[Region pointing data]
+++
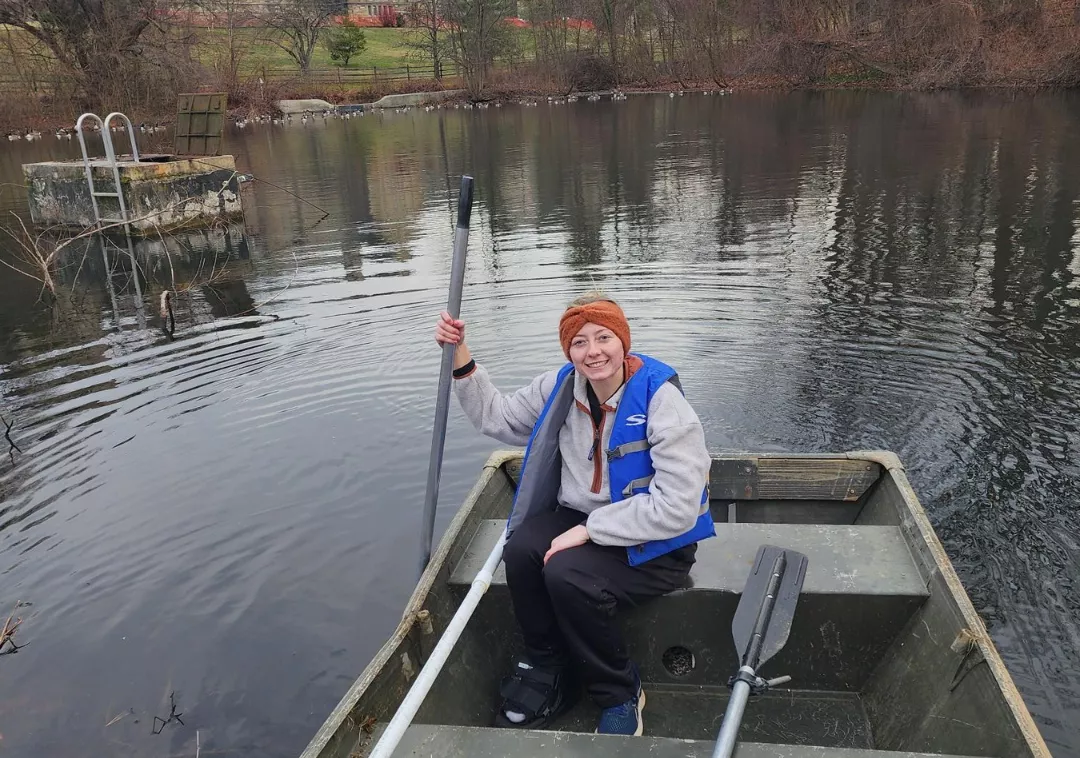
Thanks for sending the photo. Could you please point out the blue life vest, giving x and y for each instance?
(630, 464)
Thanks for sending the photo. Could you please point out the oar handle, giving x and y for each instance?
(446, 371)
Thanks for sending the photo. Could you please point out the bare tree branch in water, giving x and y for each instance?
(8, 633)
(39, 253)
(7, 435)
(173, 716)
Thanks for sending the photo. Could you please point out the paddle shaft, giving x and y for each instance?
(740, 692)
(446, 371)
(732, 718)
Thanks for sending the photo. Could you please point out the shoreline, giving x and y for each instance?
(46, 127)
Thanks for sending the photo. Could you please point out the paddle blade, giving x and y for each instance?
(767, 608)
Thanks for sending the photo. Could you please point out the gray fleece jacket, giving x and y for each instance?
(678, 452)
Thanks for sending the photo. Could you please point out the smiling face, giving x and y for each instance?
(596, 353)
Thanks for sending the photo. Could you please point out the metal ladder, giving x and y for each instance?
(110, 162)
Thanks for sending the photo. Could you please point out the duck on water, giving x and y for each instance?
(625, 555)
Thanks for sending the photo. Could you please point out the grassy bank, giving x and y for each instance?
(386, 49)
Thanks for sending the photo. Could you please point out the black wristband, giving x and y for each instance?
(464, 370)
+++
(WORK TASK):
Write out all the entries word for word, but skip any images.

(YOUR RESPONSE):
Thanks for sending the photo. Could you please point out the blue life vest, giving x and y for each instance?
(630, 464)
Thanks for sending the photo. Could you please point out the oar handle, giving x and y for each instance?
(446, 371)
Thanks for sending the photo. Could you please point out the bare tree branch in water, giving x and y for each instance?
(8, 633)
(39, 253)
(7, 435)
(173, 716)
Thanks for sending the photo. Could you please point out the paddle shaft, giving x and y for each instance?
(740, 692)
(446, 371)
(732, 718)
Thanks for sending the photo. Could you please point out the shoreline, giving x and y for each instance?
(46, 127)
Thanks for sending the photo. Could you please point out the paddle blade, giving x and y for each instance?
(767, 608)
Thanks for sending the photo. Could you please point out the gray fleece jacket, giving x and y for each instance?
(678, 452)
Thanks for sending the photo. Could you please point out the smiling face, giving x and y for each instance?
(596, 353)
Thanks for sending the photo. Could you please point out the metal ladder, giving x and y for each instance?
(110, 162)
Thanks for sending the photo. Could you please point out the duck on water, giving x and y for each instance?
(625, 555)
Thanks for sending the photo. Could you please point out the grassy bank, giving x and y for each instance?
(386, 49)
Thanks for sending the photo. Could you please point out the black wristband, giving x and y for each instance?
(464, 370)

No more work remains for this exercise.